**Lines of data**
◇ ◇ ◇ ◇

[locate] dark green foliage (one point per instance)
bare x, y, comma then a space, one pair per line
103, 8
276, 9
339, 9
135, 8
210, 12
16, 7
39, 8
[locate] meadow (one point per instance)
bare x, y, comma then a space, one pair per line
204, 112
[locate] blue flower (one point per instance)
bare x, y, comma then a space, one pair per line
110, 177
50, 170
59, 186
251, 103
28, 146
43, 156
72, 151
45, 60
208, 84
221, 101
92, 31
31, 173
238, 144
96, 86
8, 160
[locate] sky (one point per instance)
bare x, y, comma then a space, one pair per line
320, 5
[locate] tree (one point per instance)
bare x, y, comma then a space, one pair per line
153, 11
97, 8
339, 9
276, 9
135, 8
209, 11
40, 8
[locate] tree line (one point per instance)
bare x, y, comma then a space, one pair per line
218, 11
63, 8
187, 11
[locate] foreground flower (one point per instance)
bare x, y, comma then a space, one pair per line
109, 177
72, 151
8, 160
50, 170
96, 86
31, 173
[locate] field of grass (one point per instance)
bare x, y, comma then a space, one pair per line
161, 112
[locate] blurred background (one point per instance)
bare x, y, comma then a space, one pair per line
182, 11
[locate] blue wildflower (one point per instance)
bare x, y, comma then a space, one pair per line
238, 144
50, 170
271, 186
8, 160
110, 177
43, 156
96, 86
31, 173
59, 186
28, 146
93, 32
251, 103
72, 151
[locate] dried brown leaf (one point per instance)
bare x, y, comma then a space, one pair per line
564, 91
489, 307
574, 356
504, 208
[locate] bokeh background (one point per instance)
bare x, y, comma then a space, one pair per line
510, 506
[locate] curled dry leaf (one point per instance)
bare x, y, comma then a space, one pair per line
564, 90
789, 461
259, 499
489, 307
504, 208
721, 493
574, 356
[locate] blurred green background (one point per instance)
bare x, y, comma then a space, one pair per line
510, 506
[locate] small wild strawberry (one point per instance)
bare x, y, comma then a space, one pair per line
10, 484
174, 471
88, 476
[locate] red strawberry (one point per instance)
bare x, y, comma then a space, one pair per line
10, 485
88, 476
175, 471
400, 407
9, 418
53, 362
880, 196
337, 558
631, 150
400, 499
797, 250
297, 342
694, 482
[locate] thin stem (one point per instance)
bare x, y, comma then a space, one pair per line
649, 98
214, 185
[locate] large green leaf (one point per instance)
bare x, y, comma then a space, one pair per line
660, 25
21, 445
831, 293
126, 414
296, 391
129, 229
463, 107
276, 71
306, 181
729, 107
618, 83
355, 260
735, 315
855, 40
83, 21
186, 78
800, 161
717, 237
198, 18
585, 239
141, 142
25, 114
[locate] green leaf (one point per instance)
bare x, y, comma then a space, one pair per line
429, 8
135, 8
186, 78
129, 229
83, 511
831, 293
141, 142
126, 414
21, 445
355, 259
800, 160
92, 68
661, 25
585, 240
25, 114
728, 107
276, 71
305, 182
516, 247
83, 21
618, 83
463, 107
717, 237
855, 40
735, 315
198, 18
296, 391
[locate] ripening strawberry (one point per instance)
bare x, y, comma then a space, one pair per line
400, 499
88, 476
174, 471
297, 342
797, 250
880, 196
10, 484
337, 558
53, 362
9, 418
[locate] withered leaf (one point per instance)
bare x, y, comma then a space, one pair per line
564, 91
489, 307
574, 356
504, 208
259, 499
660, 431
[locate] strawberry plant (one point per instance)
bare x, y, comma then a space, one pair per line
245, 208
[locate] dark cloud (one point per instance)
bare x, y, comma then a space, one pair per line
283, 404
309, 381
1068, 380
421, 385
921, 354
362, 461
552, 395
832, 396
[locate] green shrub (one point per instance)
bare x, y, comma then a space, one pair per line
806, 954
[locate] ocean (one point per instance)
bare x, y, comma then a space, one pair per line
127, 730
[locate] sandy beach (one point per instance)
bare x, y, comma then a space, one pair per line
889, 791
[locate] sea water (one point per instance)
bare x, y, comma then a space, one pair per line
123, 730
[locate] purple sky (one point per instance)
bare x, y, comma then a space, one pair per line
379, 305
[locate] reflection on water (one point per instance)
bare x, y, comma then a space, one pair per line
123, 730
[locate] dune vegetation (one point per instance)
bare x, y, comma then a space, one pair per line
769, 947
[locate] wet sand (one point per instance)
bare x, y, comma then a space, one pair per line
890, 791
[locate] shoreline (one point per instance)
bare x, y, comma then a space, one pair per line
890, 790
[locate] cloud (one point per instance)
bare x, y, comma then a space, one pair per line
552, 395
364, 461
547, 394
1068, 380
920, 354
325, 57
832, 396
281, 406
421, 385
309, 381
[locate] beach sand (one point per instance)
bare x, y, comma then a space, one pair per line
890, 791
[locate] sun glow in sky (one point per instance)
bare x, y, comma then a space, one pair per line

◇ ◇ ◇ ◇

**Problem to solve**
Send back all of the entries exactly, with nothing missing.

**Solution for this exercise**
[locate] dark green foliage (one point per instance)
bare x, y, comma then a space, one pair per line
103, 8
276, 9
339, 9
135, 8
210, 12
16, 7
39, 8
[locate] meadow (one point per instance)
bare x, y, comma then a space, one pair per line
204, 112
[locate] blue flower (one point per instance)
bare x, y, comma then a space, one pair per line
110, 177
50, 170
59, 186
251, 103
28, 146
43, 156
72, 151
45, 60
208, 84
221, 101
92, 31
31, 173
238, 144
96, 86
8, 160
[locate] sky (one point per instance)
bare x, y, comma then a space, one pair per line
320, 5
[locate] tree (one point per instance)
bare x, y, comma then a space, one pair per line
153, 11
97, 8
339, 9
276, 9
135, 8
209, 11
40, 8
[locate] tree line (one point per instance)
bare x, y, comma then a space, one pair per line
218, 11
63, 8
187, 11
[locate] foreground flower (one point per instance)
bare x, y, comma then a space, one pair per line
109, 177
72, 151
8, 160
50, 170
96, 86
31, 173
[locate] field of grass (one point per instance)
bare x, y, comma then a space, one pair per line
161, 112
[locate] blurred background (one point per instance)
bare x, y, comma then a space, one pair per line
182, 11
[locate] blue wildflower (one point per instance)
bare x, y, comma then a space, one pair per line
238, 144
50, 170
271, 186
8, 160
110, 177
43, 156
96, 86
31, 173
59, 186
28, 146
93, 32
251, 103
72, 151
[locate] dried brown leaf (one point per instance)
bare x, y, comma then a space, one pair per line
564, 91
489, 307
574, 356
504, 208
[locate] bokeh background (one point per instance)
bare x, y, comma then a space, one pair per line
510, 506
[locate] curled dry leaf (one point per instance)
bare x, y, comma then a space, one pair per line
564, 90
789, 461
259, 499
489, 307
504, 208
721, 493
574, 356
[locate] blurred green background (one point per instance)
bare x, y, comma then a space, one pair per line
510, 506
[locate] small wild strawberry (one point per instance)
bare x, y, comma then a space, one pair per line
10, 484
174, 471
88, 476
[locate] red strawberry (one point per instance)
bare x, y, comma then a space, one pair per line
10, 485
88, 476
175, 471
400, 407
9, 418
53, 362
880, 196
337, 558
631, 150
400, 499
797, 250
297, 342
694, 482
[locate] thin stem (one point per instance)
bare x, y, comma then a space, one pair per line
649, 98
214, 185
[locate] large green leaf (one point per instance)
bare x, y, comma then a space, one pair per line
660, 25
21, 445
831, 293
126, 414
296, 391
129, 229
463, 107
276, 71
306, 181
729, 107
618, 83
355, 260
735, 315
855, 40
83, 21
186, 78
800, 161
717, 237
198, 18
585, 239
141, 142
25, 114
[locate] green leaf (one point per instance)
bare x, y, comma then a space, one pair per line
429, 8
135, 8
186, 78
129, 229
83, 511
831, 293
141, 142
126, 414
21, 445
355, 259
800, 160
92, 68
661, 25
585, 240
25, 114
728, 107
276, 71
305, 182
516, 247
83, 21
618, 83
463, 107
717, 237
855, 40
735, 315
198, 18
296, 391
[locate] ripening strawberry (one point per instance)
bare x, y, comma then a space, one pair per line
400, 499
88, 476
174, 471
297, 342
797, 250
880, 196
10, 484
337, 558
53, 362
9, 418
[locate] withered leaf (one point per instance)
bare x, y, comma then a space, one pair per line
564, 91
489, 307
574, 356
504, 208
259, 499
660, 431
[locate] strawberry plant (one point per instance)
bare x, y, comma then a space, one pair per line
245, 208
[locate] dark cloud (one point per instance)
bare x, y, comma then a space, one pair per line
283, 404
309, 381
1068, 380
421, 385
921, 354
362, 461
552, 395
832, 396
[locate] green shrub (one point per instance)
bare x, y, comma then a space, one pair per line
806, 954
[locate] ocean (one point per instance)
bare x, y, comma then a space, one pair per line
127, 730
[locate] sandy beach (one point per instance)
bare x, y, comma then a space, one pair per line
889, 791
[locate] sea water (one point per instance)
bare x, y, comma then a space, one pair per line
123, 730
[locate] purple sky (one point per instance)
bare x, y, comma then a space, one pair per line
379, 305
[locate] reflection on water (one point per instance)
bare x, y, comma then a space, one pair per line
123, 730
[locate] dune vegetation (one point per instance)
bare x, y, comma then a space, one pair per line
769, 947
[locate] wet sand (one point per instance)
bare x, y, comma then a space, one pair per line
890, 791
[locate] shoreline (one point per instance)
bare x, y, comma then a space, one pair per line
890, 790
[locate] cloud (one point per instance)
bare x, y, comma then a space, one pair per line
552, 395
364, 461
547, 394
1068, 380
920, 354
325, 57
832, 396
281, 406
421, 385
309, 381
[locate] beach sand (one point per instance)
bare x, y, comma then a space, one pair per line
890, 791
[locate] sun glow in sky (one point per instance)
bare x, y, comma then a space, one pair per line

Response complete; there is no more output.